[Start of Attachment]

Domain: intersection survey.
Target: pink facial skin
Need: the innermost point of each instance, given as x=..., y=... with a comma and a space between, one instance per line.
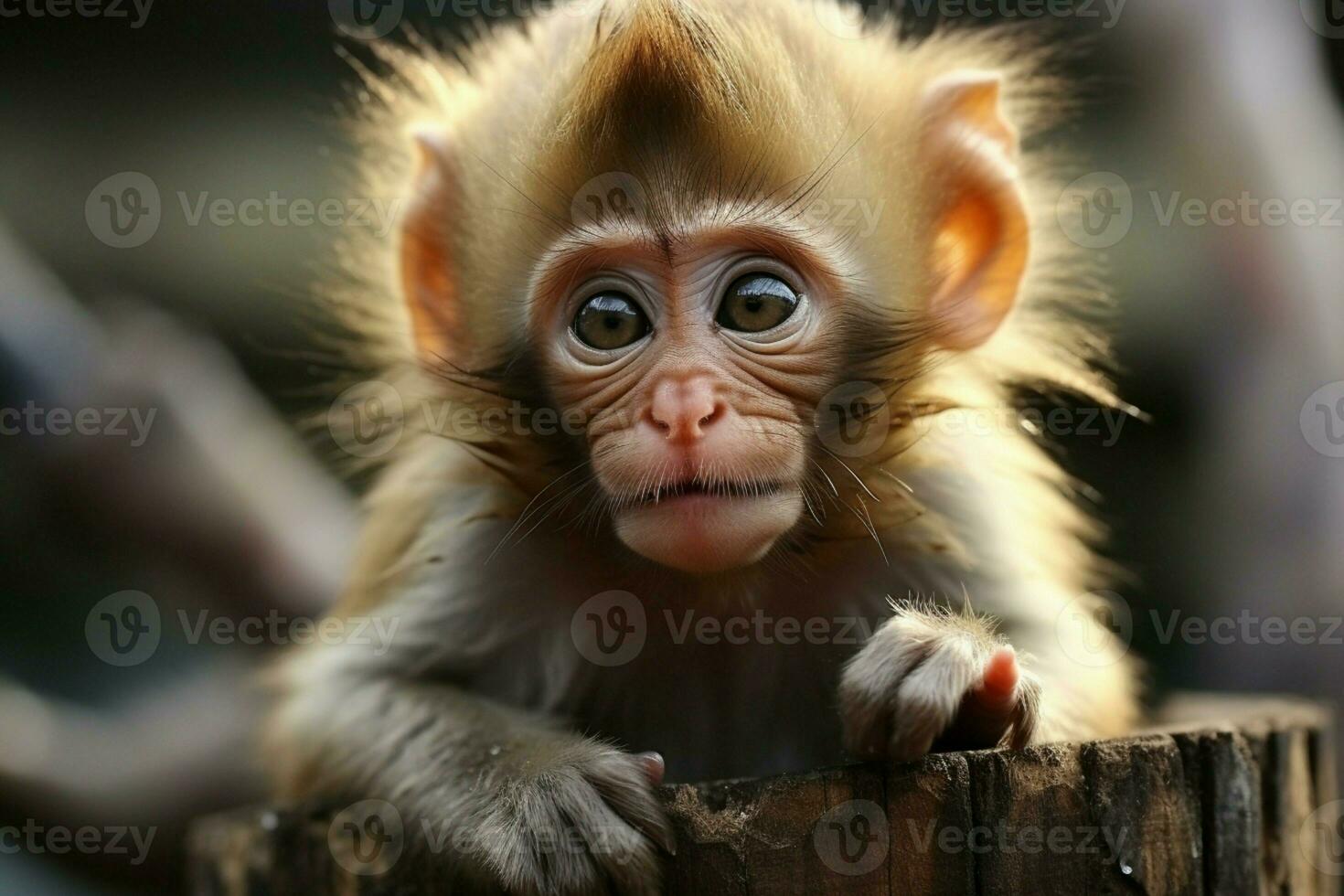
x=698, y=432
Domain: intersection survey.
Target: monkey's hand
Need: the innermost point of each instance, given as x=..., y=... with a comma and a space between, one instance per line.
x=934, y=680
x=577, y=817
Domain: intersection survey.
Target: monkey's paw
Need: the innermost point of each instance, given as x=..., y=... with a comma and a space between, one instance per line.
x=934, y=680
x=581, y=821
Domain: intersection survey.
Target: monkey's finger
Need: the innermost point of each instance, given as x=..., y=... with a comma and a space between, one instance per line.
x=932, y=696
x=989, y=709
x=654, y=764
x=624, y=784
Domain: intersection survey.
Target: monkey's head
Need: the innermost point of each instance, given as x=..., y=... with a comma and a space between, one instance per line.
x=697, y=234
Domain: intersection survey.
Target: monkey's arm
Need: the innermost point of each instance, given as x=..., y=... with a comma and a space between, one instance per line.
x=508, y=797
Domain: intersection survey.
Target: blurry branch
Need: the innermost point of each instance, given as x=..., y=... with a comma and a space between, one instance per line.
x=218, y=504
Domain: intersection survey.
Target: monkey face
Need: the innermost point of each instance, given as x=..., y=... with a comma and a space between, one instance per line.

[End of Attachment]

What you need to do: Each line from the start of the entries to the line holding "Target: monkey's hand" is to be given again exactly, both ends included, and each picture is to be left out.

Output:
Domain: intersection survey.
Target: pink facial skin
Need: the innermost point of each instance, given as x=..., y=... with a comma and a space between, one instance per line.
x=698, y=432
Domain: intersection survey.
Target: monkey's hand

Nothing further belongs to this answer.